§ EXERCISE: Your reply must be the number of lines in the entries that hold the word "below", and nothing else.

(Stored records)
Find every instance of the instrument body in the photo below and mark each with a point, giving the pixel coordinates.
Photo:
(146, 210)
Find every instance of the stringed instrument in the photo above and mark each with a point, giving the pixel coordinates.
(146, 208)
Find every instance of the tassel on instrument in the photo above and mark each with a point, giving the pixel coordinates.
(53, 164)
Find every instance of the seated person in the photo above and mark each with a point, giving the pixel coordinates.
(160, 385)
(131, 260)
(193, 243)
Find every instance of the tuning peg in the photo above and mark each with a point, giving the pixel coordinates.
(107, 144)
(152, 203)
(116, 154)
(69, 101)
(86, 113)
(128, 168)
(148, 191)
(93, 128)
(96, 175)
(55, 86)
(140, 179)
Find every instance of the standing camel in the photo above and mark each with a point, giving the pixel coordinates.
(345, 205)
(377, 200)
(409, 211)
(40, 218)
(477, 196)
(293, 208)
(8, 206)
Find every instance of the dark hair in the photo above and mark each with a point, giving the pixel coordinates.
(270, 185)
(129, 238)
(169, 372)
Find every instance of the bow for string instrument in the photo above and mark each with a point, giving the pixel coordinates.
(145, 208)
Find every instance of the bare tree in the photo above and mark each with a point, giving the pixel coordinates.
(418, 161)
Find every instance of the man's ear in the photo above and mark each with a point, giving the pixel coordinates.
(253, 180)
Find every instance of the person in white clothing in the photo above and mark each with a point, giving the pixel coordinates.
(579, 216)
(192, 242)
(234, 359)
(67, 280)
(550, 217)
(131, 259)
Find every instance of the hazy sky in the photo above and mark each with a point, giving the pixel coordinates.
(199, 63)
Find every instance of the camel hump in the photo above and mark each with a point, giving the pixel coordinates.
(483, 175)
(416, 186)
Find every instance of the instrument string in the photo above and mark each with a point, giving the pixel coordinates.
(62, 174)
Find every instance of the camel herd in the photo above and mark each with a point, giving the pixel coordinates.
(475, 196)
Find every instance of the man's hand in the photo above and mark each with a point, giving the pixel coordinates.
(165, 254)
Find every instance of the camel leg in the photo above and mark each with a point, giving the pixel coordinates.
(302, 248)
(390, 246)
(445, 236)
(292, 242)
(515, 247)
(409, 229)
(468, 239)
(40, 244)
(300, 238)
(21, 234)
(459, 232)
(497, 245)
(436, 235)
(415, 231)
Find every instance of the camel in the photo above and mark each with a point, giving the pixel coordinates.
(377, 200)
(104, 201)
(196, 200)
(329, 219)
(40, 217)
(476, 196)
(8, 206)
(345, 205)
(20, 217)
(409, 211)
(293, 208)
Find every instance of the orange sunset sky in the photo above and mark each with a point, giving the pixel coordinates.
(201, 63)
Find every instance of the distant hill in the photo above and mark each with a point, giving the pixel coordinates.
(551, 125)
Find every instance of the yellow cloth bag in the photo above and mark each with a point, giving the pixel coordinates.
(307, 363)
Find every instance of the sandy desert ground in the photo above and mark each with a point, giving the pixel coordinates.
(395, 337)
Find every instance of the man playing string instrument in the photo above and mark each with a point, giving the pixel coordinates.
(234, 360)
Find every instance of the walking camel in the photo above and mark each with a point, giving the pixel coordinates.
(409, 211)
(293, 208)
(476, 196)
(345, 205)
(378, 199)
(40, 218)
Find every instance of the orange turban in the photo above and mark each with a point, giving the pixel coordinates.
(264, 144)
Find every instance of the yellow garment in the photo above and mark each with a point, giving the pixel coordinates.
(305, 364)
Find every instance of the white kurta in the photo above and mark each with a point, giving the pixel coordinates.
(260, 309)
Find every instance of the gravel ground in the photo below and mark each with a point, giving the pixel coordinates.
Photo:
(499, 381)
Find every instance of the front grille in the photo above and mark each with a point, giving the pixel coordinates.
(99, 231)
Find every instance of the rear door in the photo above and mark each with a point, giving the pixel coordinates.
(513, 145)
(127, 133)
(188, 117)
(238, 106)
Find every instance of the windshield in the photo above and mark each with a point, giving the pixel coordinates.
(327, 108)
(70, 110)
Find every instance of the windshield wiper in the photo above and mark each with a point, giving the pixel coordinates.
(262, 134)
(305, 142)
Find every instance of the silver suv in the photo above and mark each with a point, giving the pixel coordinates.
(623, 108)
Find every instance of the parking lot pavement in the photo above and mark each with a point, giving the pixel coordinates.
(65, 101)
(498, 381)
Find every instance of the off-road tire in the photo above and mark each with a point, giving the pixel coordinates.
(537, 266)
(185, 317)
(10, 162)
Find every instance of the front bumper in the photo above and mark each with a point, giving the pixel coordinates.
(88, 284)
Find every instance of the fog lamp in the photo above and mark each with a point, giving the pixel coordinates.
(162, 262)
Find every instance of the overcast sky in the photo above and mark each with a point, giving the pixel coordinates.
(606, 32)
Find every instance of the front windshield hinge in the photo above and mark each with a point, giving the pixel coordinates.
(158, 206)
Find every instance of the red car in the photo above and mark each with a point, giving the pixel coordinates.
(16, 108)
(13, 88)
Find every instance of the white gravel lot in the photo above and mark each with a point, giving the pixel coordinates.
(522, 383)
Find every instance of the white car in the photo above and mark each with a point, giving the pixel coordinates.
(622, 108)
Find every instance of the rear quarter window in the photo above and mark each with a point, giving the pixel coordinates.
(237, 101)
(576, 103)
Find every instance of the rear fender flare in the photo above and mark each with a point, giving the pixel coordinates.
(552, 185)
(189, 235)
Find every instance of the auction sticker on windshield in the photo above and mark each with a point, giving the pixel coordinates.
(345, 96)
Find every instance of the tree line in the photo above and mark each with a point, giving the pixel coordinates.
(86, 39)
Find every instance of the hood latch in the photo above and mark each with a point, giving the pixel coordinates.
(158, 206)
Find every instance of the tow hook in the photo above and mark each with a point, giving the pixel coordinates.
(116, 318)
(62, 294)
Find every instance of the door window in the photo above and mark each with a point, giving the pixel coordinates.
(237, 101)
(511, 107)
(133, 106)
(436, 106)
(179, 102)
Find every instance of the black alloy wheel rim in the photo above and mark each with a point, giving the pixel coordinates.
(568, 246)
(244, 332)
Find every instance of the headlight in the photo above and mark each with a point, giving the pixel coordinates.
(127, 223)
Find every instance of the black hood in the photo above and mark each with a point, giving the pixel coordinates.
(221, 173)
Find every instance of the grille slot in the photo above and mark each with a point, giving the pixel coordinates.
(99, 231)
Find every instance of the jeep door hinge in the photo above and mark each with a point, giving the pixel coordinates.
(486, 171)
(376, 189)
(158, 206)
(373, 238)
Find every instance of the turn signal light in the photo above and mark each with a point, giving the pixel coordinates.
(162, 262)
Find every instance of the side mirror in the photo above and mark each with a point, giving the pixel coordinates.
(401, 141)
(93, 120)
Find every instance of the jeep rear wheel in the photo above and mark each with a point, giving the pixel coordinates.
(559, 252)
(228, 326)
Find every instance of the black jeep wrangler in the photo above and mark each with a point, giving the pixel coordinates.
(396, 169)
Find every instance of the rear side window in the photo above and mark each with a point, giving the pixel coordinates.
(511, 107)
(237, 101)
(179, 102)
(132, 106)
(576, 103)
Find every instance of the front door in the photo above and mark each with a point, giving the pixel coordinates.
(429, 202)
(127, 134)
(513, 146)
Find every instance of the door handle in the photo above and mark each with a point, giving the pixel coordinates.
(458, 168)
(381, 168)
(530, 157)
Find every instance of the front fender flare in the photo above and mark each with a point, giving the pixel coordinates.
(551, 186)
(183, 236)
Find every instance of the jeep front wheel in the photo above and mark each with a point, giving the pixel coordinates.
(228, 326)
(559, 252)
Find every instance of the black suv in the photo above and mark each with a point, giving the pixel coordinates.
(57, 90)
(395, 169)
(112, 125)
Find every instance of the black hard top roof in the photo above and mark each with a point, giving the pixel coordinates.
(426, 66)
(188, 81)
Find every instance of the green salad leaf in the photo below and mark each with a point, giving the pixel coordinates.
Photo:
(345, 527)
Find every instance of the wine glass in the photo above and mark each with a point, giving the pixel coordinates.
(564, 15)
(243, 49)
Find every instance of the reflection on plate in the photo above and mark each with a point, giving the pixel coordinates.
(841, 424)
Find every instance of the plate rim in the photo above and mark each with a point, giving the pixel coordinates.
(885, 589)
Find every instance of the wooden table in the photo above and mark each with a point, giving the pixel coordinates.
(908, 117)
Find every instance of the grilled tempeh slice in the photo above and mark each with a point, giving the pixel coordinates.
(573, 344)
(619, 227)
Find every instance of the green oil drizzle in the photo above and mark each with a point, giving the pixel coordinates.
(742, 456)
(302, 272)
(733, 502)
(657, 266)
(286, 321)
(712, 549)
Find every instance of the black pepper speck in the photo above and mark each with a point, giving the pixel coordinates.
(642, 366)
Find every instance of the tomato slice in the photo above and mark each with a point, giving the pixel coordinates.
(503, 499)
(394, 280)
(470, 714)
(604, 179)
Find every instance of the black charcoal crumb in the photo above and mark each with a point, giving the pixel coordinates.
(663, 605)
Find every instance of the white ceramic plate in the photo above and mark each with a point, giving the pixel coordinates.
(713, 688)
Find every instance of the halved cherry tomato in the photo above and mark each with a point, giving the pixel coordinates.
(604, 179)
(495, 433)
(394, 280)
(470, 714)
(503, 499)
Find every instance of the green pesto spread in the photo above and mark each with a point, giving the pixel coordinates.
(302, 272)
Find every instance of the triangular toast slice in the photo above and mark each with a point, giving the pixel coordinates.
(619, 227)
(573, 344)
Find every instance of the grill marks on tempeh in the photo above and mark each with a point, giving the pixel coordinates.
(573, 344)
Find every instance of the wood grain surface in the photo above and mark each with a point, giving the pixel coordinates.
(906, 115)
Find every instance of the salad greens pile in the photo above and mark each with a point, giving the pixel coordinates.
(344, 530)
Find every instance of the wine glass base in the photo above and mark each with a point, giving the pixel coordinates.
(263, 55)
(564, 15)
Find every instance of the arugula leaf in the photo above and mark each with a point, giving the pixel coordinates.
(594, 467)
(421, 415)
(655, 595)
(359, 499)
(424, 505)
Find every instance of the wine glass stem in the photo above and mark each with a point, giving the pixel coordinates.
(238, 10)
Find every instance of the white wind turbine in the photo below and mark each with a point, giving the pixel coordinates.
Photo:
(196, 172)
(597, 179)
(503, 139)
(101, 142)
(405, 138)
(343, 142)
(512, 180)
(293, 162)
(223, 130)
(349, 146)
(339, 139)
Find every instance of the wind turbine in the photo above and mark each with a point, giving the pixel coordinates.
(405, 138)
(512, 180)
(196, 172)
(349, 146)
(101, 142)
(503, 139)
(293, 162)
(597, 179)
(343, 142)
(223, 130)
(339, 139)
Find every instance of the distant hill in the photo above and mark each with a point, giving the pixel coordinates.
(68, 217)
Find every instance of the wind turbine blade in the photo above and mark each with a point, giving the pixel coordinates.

§ RESPONSE: 4